_Study text_
The Wall Street Journal’s “Tinkering Makes Comeback Amid Crisis” stirred my thoughts on the limits of America’s dependence on a knowledge-based economy. The article focused on engineering students at prestige universities wanting to actually create physical things. Students are migrating from the virtual world of software science to hobby-ing with computer controlled milling machines in their dorm rooms, school workshops and membership machine shop clubs.
The Journal’s “Obama to Warn Asia Against Relying on U.S. Consumers” reports that the President is reiterating his call for the US to get back to making things for itself and the rest of the world. In “Larry Summers and Jeff Immelt Preparing for Post-Consumer Economy” and "US Needs to Convert from a Consumer to an Industrial Economy", I highlighted that companies such as Eaton (ETN), Ingersoll-Rand (IR), Parker Hannifin (PH) and Rockwell Automation (ROK) could be the beneficiaries. Now it appears that both the President and these companies are developing a young following.
While the President will be emphasizing balance during his Asian trip, the underlying message to the world is that the US consumer is finished, spent out, and will never return. The President doesn’t want foreigners to lend us any more of our own money to buy any more of their trinkets. The inherent conflict between the Administration and the Federal Reserve is the sustainability of our economy based on recycled dollars. Obama would rather recycle the Pound, Euro, Yuan and Yen in our favor. Bernanke still believes that the US consumer will save the world.
The previous conventional wisdom was that it is too expensive to make anything in the US, so we must concentrate on the high value-adding knowledge-based economy to be competitive. That proved a failure as each time the Fed pumped up the “economy”, i.e. money supply, it only created asset bubbles – not more industrial capacity or real innovation. True innovation and the real knowledge-based industries evolve in fits and starts; therefore they will never be enough to drive an economy as large as the US.

_Dataset content_
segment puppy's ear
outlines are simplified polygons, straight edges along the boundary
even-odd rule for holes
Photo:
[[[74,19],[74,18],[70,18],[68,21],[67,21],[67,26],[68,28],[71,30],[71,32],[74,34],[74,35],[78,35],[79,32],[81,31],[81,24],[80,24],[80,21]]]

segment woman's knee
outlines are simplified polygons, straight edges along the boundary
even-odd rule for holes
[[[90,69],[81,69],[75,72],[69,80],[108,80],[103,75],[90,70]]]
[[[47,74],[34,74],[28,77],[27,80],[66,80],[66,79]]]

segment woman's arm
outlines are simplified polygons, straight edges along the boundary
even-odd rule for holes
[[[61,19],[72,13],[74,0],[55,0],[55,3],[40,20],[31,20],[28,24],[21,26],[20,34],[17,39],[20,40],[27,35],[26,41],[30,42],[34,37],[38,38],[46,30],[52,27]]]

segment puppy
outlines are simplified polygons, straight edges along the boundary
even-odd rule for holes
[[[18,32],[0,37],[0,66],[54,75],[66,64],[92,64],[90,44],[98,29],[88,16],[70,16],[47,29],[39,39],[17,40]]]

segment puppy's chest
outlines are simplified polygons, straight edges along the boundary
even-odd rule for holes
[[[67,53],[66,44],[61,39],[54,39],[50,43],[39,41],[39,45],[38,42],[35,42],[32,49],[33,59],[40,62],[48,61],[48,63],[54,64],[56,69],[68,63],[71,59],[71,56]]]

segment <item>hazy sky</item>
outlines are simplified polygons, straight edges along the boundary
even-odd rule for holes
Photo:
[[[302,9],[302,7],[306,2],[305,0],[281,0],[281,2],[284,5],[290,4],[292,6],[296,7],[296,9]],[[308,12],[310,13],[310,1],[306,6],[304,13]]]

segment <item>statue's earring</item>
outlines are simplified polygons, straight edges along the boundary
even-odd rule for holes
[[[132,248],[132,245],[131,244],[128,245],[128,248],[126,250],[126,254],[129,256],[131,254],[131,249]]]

_What is required_
Reproduce, word for word, the full commentary above on America's reliance on a knowledge-based economy.

_Answer to this task_
The Wall Street Journal’s “Tinkering Makes Comeback Amid Crisis” stirred my thoughts on the limits of America’s dependence on a knowledge-based economy. The article focused on engineering students at prestige universities wanting to actually create physical things. Students are migrating from the virtual world of software science to hobby-ing with computer controlled milling machines in their dorm rooms, school workshops and membership machine shop clubs.
The Journal’s “Obama to Warn Asia Against Relying on U.S. Consumers” reports that the President is reiterating his call for the US to get back to making things for itself and the rest of the world. In “Larry Summers and Jeff Immelt Preparing for Post-Consumer Economy” and "US Needs to Convert from a Consumer to an Industrial Economy", I highlighted that companies such as Eaton (ETN), Ingersoll-Rand (IR), Parker Hannifin (PH) and Rockwell Automation (ROK) could be the beneficiaries. Now it appears that both the President and these companies are developing a young following.
While the President will be emphasizing balance during his Asian trip, the underlying message to the world is that the US consumer is finished, spent out, and will never return. The President doesn’t want foreigners to lend us any more of our own money to buy any more of their trinkets. The inherent conflict between the Administration and the Federal Reserve is the sustainability of our economy based on recycled dollars. Obama would rather recycle the Pound, Euro, Yuan and Yen in our favor. Bernanke still believes that the US consumer will save the world.
The previous conventional wisdom was that it is too expensive to make anything in the US, so we must concentrate on the high value-adding knowledge-based economy to be competitive. That proved a failure as each time the Fed pumped up the “economy”, i.e. money supply, it only created asset bubbles – not more industrial capacity or real innovation. True innovation and the real knowledge-based industries evolve in fits and starts; therefore they will never be enough to drive an economy as large as the US.